What you have to do — Without including any picture, transcribe the entries below word for word.

Dataset items:
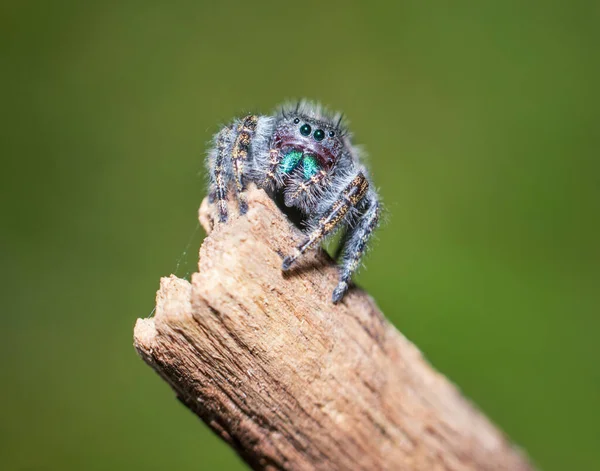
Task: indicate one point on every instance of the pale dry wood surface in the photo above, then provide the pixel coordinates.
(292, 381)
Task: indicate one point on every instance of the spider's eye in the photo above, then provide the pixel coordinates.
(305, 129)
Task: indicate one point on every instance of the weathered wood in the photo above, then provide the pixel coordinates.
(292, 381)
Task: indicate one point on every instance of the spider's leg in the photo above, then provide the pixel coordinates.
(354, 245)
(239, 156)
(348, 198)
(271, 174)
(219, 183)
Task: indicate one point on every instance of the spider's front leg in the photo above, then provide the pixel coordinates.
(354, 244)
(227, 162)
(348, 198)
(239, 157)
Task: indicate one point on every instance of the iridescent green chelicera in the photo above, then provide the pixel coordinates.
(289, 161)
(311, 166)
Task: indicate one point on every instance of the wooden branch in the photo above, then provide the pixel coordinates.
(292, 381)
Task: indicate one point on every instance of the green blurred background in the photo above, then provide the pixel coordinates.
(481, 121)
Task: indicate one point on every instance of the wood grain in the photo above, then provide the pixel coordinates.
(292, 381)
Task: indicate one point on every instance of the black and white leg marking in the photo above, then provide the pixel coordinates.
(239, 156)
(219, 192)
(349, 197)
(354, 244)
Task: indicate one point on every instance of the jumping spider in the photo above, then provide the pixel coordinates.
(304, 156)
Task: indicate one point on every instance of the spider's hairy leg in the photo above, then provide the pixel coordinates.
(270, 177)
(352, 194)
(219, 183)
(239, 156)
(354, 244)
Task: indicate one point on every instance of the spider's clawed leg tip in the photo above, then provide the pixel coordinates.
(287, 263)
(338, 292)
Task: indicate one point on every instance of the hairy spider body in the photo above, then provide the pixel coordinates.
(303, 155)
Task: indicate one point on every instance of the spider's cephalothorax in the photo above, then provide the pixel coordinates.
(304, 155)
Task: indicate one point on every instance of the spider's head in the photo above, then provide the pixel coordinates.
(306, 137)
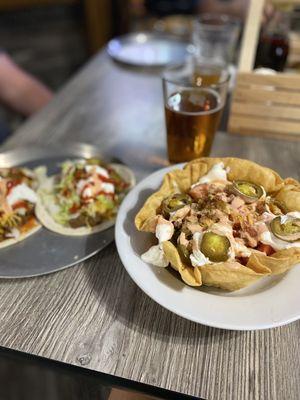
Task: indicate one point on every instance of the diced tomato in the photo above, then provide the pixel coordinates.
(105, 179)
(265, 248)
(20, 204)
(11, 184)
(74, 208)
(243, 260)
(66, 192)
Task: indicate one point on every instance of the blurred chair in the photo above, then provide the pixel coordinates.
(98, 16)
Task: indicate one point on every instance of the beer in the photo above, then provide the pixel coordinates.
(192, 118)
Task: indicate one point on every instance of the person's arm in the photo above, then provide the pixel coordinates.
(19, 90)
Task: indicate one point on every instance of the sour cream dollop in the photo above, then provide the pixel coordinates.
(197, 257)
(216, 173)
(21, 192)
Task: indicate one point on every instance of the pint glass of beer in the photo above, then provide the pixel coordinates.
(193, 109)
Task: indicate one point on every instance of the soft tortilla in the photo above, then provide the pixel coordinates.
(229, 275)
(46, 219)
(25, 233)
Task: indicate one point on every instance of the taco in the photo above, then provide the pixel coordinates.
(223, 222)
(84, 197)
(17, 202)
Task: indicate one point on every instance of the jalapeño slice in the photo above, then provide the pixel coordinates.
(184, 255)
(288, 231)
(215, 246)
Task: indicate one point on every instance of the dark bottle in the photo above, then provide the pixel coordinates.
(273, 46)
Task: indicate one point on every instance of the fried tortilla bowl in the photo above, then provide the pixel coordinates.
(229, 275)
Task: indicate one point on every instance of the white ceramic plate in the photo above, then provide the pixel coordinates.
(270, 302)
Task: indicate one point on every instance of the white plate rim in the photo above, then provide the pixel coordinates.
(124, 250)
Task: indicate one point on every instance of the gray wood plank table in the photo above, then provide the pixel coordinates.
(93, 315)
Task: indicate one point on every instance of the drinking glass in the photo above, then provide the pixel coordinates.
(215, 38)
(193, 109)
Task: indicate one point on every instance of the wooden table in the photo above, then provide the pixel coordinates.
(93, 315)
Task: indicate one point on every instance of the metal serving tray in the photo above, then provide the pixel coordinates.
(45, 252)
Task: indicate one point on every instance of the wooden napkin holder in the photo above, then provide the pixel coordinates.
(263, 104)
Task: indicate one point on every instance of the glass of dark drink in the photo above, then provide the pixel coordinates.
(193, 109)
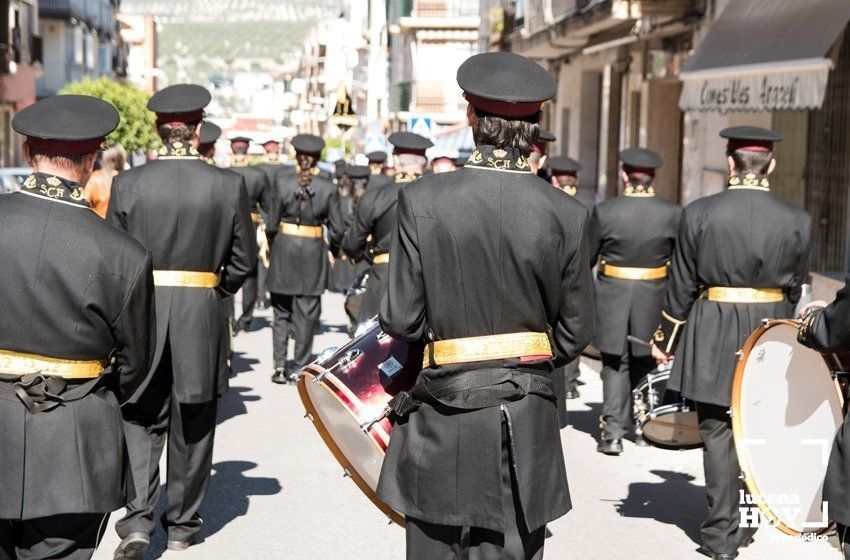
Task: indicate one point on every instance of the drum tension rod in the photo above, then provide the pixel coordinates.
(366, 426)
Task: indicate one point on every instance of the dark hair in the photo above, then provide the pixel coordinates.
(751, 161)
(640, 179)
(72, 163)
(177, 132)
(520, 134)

Solution to this problem —
Task: indicate one point on every instance of the pale dry wood surface in the photo above, then provide the pixel coordinates.
(292, 381)
Task: indicate one point on every instance of the spider's eye in the photo above, then provide the pixel coordinates.
(305, 129)
Task: indicate one point on every instance of the weathered wood in the photo above, then provide the pixel coordinates.
(292, 381)
Task: indicate one point on every instance of the spider's leg in the photo above, then provide the pixel coordinates.
(354, 245)
(239, 156)
(348, 198)
(271, 174)
(219, 183)
Task: indicate one point on every instance of the spider's front leg in the photo above, then provide the pixel coordinates.
(354, 244)
(227, 162)
(348, 198)
(239, 157)
Task: indicate one point on every instance of the iridescent green chelicera in the photo above, then provide the pixel coordinates.
(289, 161)
(311, 166)
Task: indicate one point on every instance of the wooden branch in the photo above, then provide the pixel coordinates.
(292, 381)
Task: indicate one point on every instance of the green blurred background in the photo above, then provide the pixel coordinates.
(481, 121)
Task: indicate one point on every instance of the wood grain in the photo above, then provide the pixel coordinates.
(292, 381)
Task: indicate one point on every instance of the black and white leg marking in the photo above, then provide the pixel coordinates.
(239, 156)
(219, 192)
(349, 197)
(354, 244)
Task: indicate one point on every instance of the jumping spider in the photo above, then provide the pixel coordinates.
(304, 156)
Task: indicate one point on every instance of the spider's hairy leg in the photo above, then provide the pixel coordinates.
(270, 177)
(352, 194)
(219, 183)
(239, 156)
(354, 244)
Task: indicate one point on every instance of the spider's clawed leg tip in the photo above, then provide the pixel coordinates.
(287, 263)
(338, 292)
Task: indicate one point on every instance of the hairy spider body in the photo above, then provide the pixel coordinates.
(303, 155)
Task: indicate one point on every instance of the spider's cephalothorax in the photo above, then provide the pixel coordinates.
(304, 155)
Task: indicate one point on every instance of the spider's head in the photo above, then provide the pixel coordinates.
(306, 137)
Task: indicate one point on every instance of the diced tomato in the photo above, then provide the pixel coordinates.
(105, 179)
(265, 248)
(20, 204)
(11, 184)
(74, 208)
(243, 260)
(66, 192)
Task: indicate one point on every instance of the blurred chair in the photo above, then provide the pixel coordinates.
(98, 16)
Task: indicate one point on every instance of the beer in the photo above, then provide the pixel coordinates.
(192, 118)
Task: indicate one point on every instance of the person's arm in the photo above, then provide the pixel coordinates.
(19, 90)
Task: indicate one point on every instance of the sour cream dollop in the photo above, then provide the pixel coordinates.
(197, 257)
(216, 173)
(21, 192)
Task: indicate one point on every instance of the pint glass of beer in the photo above, then provide the pixel coordinates.
(193, 109)
Task: indicate one point on every instance of the soft tortilla in the photo above, then provide the pixel coordinates.
(229, 275)
(46, 219)
(25, 233)
Task: indicate one point on every instance of the taco in the photo above, then provide the pixel coordinates.
(223, 222)
(84, 197)
(17, 202)
Task: indicate one point on every instance of the jalapeño slice in the photo above, then provide the pixel coordinates.
(184, 255)
(288, 231)
(215, 246)
Task: indicate one point on every instance of the dark bottle in the photo above, then provide the pixel coordinates.
(273, 46)
Task: indicate one point on every instance of the fried tortilla bowl in the photo above, then provide the pixel coordinates.
(229, 275)
Task: indicate one point on every instance of the white ceramic plate in the photo above, then provide the pixel coordinates.
(270, 302)
Task: indicate one point on every instance of the white plate rim in the photo above, then provide the pixel coordinates.
(124, 250)
Task: indicate one point on every instance of the gray wood plank table in the photo above, then provide the pixel coordinates.
(93, 315)
Task: indicate one point on every instance of the drinking glass in the photo above, then provide the pixel coordinates.
(215, 38)
(193, 109)
Task: indicate one point on every instance of the wooden table in the photo above, then provide the pixel coordinates.
(93, 315)
Task: indicate one point on every instance of the metal serving tray in the photo above, then provide the pixel coordinates.
(45, 252)
Task: indicate one point on every instance of the wooden napkin holder in the photo above, then provide the pixel coordinates.
(263, 104)
Task: indicate one point on every instance of the glass of dark drink in the photo above, then provide the pixel coordinates.
(193, 109)
Task: indicate one point on every instance of the drum tension rod in the photo above, then provide the pixel coordinates.
(366, 426)
Task: indicate one point on every instance of the dark hair in the photo above, then provide the pixel coordinates.
(751, 161)
(640, 179)
(72, 163)
(177, 132)
(520, 134)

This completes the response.